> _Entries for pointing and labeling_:
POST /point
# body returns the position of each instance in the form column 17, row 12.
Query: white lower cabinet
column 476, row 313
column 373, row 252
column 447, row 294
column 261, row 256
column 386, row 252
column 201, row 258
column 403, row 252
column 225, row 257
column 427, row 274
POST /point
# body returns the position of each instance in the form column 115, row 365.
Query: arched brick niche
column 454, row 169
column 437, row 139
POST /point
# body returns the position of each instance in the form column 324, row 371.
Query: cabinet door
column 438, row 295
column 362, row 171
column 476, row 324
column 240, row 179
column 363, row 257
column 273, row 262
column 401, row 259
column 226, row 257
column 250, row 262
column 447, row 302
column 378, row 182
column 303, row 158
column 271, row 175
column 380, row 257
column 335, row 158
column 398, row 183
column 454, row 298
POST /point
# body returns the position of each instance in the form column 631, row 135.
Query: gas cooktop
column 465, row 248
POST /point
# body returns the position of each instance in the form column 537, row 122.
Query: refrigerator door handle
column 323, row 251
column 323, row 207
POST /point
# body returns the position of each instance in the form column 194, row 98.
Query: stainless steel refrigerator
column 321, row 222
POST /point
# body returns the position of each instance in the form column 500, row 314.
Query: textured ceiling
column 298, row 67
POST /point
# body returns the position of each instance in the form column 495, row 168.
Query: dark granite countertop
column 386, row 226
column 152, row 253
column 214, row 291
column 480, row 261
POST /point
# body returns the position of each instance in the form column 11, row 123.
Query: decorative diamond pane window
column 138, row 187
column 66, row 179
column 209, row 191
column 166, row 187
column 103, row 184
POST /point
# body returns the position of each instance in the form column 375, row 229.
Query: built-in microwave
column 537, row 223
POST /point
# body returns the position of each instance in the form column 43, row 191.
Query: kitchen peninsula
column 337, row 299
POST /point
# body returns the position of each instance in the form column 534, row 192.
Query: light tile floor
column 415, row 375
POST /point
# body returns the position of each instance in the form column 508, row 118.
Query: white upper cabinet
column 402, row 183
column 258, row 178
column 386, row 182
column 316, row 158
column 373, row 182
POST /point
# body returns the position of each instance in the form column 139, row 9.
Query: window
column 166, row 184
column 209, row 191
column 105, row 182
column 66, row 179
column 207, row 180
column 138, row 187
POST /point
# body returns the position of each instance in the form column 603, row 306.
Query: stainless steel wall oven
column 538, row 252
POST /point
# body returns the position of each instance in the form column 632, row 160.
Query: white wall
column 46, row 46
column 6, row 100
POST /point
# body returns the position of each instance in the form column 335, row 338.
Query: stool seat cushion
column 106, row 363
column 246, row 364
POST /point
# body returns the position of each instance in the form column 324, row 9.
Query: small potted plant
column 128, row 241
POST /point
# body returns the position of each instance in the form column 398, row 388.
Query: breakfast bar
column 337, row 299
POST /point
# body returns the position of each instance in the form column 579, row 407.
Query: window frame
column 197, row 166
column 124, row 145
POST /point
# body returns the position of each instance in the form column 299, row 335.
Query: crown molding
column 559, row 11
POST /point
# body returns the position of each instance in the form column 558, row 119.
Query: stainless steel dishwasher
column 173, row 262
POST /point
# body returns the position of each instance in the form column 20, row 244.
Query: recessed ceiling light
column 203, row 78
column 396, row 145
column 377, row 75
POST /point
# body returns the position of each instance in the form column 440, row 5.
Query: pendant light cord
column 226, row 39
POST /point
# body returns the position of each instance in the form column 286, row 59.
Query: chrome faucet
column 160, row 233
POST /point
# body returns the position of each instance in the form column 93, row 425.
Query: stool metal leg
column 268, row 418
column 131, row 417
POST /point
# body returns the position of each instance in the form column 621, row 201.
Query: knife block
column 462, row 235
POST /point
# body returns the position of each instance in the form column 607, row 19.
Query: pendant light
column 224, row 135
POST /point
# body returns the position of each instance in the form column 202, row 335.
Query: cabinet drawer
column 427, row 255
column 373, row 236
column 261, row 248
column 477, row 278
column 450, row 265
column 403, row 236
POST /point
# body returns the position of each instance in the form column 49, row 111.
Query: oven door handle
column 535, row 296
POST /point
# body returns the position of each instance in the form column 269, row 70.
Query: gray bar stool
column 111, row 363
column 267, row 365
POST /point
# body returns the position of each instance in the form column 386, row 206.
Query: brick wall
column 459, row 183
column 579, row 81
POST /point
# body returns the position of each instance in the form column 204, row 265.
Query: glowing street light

> _What is expected_: Transcribe each line of the entries above word for word, in the same order.

> _Full solution_:
POST /point
# body returns the position of each instance in the form column 17, row 12.
Query: white lower cabinet
column 476, row 313
column 373, row 252
column 447, row 294
column 261, row 256
column 386, row 252
column 201, row 258
column 403, row 252
column 225, row 257
column 427, row 274
POST /point
# body returns the position of each instance in the form column 115, row 365.
Query: arched brick niche
column 454, row 169
column 437, row 139
POST /point
# body returns the position of each instance in the form column 324, row 371.
Query: cabinet door
column 438, row 295
column 362, row 171
column 476, row 324
column 240, row 179
column 363, row 257
column 273, row 262
column 401, row 259
column 226, row 257
column 250, row 262
column 447, row 302
column 378, row 182
column 303, row 158
column 271, row 175
column 380, row 257
column 335, row 158
column 398, row 183
column 454, row 298
POST /point
# body returns the position of each instance in the form column 631, row 135.
Query: gas cooktop
column 465, row 248
POST /point
# body returns the position of each instance in the form column 537, row 122.
Query: refrigerator door handle
column 323, row 251
column 323, row 207
POST /point
# body returns the position of each instance in the form column 194, row 98.
Query: stainless steel refrigerator
column 321, row 222
POST /point
# body returns the position of each instance in the form column 500, row 314.
Query: textured ceiling
column 298, row 67
POST /point
# body returns the position of each instance in the form column 495, row 168.
Query: dark granite countertop
column 386, row 226
column 152, row 253
column 214, row 291
column 480, row 261
POST /point
# body returns the position of each instance in the form column 11, row 123.
Query: decorative diamond pane window
column 138, row 187
column 66, row 179
column 209, row 191
column 166, row 187
column 103, row 184
POST /point
# body returns the position of each instance in the form column 375, row 229.
Query: built-in microwave
column 537, row 223
POST /point
# body returns the position of each instance in the form column 43, row 191.
Query: kitchen peninsula
column 337, row 299
POST /point
# body returns the position of each instance in the form column 534, row 192.
Query: light tile floor
column 415, row 375
POST /point
# body returns the position of each instance in the form column 508, row 118.
Query: white upper cabinet
column 402, row 183
column 258, row 178
column 386, row 182
column 316, row 158
column 373, row 182
POST /point
# body returns the position of each instance in the form column 139, row 9.
Query: window
column 166, row 184
column 209, row 191
column 105, row 182
column 66, row 179
column 207, row 180
column 138, row 187
POST /point
# body returns the position of each instance in the form column 603, row 306.
Query: stainless steel wall oven
column 538, row 252
POST /point
# body returns the position of each instance in the form column 632, row 160.
Query: white wall
column 46, row 46
column 6, row 100
POST /point
# body returns the position of each instance in the form column 335, row 338.
Query: stool seat cushion
column 106, row 363
column 246, row 364
POST /point
# body returns the position of each instance in the form column 324, row 9.
Query: small potted plant
column 128, row 241
POST /point
# body returns the position of each instance in the form column 398, row 388.
Query: breakfast bar
column 337, row 299
POST /point
# body returns the position of each instance in the form column 579, row 407.
Query: window frame
column 197, row 166
column 124, row 145
POST /point
# body returns the position of each instance in the form column 299, row 335.
Query: crown molding
column 559, row 11
POST /point
# body returns the position of each instance in the form column 558, row 119.
Query: stainless steel dishwasher
column 173, row 262
POST /point
# body returns the position of each instance in the form column 20, row 244.
Query: recessed ceiling light
column 203, row 78
column 396, row 145
column 377, row 75
POST /point
# body returns the position of each instance in the form column 440, row 5.
Query: pendant light cord
column 226, row 39
POST /point
# body returns the position of each instance in the form column 286, row 59.
Query: chrome faucet
column 160, row 233
POST /point
# body returns the position of each instance in the form column 93, row 425.
Query: stool metal leg
column 268, row 418
column 131, row 417
POST /point
# body returns the position of each instance in the form column 621, row 201.
Query: knife block
column 462, row 235
POST /point
# body returns the position of each instance in the form column 607, row 19.
Query: pendant light
column 224, row 135
POST /point
# body returns the position of each instance in the form column 202, row 335.
Query: cabinet drawer
column 427, row 255
column 373, row 236
column 261, row 248
column 477, row 278
column 450, row 265
column 403, row 236
POST /point
# body returns the position of each instance in the form column 49, row 111.
Query: oven door handle
column 535, row 296
POST /point
# body returns the position of each instance in the form column 269, row 70.
Query: gray bar stool
column 111, row 363
column 267, row 365
POST /point
# body returns the position of each instance in the form column 386, row 206.
Query: brick wall
column 459, row 183
column 579, row 81
POST /point
# body returns the position of each instance in the form column 204, row 265.
Query: glowing street light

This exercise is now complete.